**Exercise requirements:** What follows is a block of records; restate each one word for word.

** START **

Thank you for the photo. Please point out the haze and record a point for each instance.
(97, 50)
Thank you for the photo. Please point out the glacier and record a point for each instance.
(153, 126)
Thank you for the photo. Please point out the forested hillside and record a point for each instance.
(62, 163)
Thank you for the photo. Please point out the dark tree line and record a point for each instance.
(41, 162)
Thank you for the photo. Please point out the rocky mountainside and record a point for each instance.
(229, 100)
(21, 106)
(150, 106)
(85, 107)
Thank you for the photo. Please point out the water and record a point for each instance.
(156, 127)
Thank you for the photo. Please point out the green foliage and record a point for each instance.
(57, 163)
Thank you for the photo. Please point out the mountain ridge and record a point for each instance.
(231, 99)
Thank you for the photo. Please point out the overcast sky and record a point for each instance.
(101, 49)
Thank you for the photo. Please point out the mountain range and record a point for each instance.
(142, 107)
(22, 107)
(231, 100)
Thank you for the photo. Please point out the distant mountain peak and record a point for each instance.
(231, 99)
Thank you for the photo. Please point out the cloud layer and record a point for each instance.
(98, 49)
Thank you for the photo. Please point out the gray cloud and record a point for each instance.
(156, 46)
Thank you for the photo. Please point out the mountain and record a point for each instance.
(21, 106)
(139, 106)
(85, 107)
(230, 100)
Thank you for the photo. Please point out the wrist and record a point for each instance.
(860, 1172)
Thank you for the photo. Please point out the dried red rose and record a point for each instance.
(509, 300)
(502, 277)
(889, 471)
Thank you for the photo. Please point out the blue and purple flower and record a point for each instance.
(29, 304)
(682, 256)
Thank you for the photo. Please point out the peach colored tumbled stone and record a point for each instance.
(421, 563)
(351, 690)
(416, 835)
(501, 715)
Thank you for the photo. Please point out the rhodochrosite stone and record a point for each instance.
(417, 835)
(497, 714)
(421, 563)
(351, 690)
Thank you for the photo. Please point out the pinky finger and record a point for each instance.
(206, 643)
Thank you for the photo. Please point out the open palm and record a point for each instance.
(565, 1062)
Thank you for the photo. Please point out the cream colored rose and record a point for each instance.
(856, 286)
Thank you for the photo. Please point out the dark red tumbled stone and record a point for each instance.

** END **

**Exercise solution:**
Thank you for the photo. Please point out the haze and record a point for each instance.
(97, 50)
Thank you for the photo. Please point out the glacier and record a point for each instance.
(153, 126)
Thank you for the photo. Please point out the forested hillside and record a point for each instance.
(62, 163)
Thank you for the photo. Please point out the dark tree line and record a point for each instance.
(41, 162)
Thank you for the photo. Please point out the rocky mountainside and record a point for each instance.
(229, 100)
(21, 106)
(150, 106)
(85, 107)
Thank you for the photo. Please point out the water and record a point for each instance.
(156, 127)
Thank you for the photo. Please point out the green foliage and record a point for each instance.
(57, 163)
Thank you for the photo. Please point out the mountain ridge and record a point for each instance.
(231, 99)
Thank you for the photo. Please point out the overcast sky and record a point for each instance.
(101, 49)
Thank you for the photo. Please point out the mountain range and record a point for each instance.
(142, 107)
(22, 107)
(231, 100)
Thank you for the photo. Please point out the distant mountain peak and record a point for each instance.
(231, 99)
Thank you for the photo. Please point out the cloud layer and record a point for each instance.
(98, 49)
Thank you for the photo. Please point out the gray cloud and record a point for each instance.
(156, 46)
Thank you for the photo. Please point out the mountain and record a point for each instance.
(21, 106)
(139, 106)
(85, 107)
(230, 100)
Thank you for the photo. Please point out the wrist and record a point for each instance.
(860, 1172)
Thank you for the photo. Please point out the dried red rose and record a point for each instance.
(509, 300)
(502, 277)
(889, 471)
Thank you for the photo. Please point out the blue and purple flower and record a point for each instance.
(29, 304)
(682, 256)
Thank you for the photo. Please point out the peach colored tumbled stone and record a point for each instance.
(421, 563)
(351, 690)
(416, 835)
(501, 715)
Thank you for the photo. Please point out the rhodochrosite stone and record a point for each instance.
(417, 835)
(497, 714)
(421, 563)
(351, 690)
Thank you for the photo. Please point out the pinky finger and record a point for each instance.
(206, 643)
Thank you for the photo. Please point out the open palm and record a point for each instance.
(565, 1062)
Thank you for the photo. Please point out the cream colored rose and record a point for each instance.
(856, 286)
Thank you for the photo. Please point out the dark red tumbled stone and record a point for each instance.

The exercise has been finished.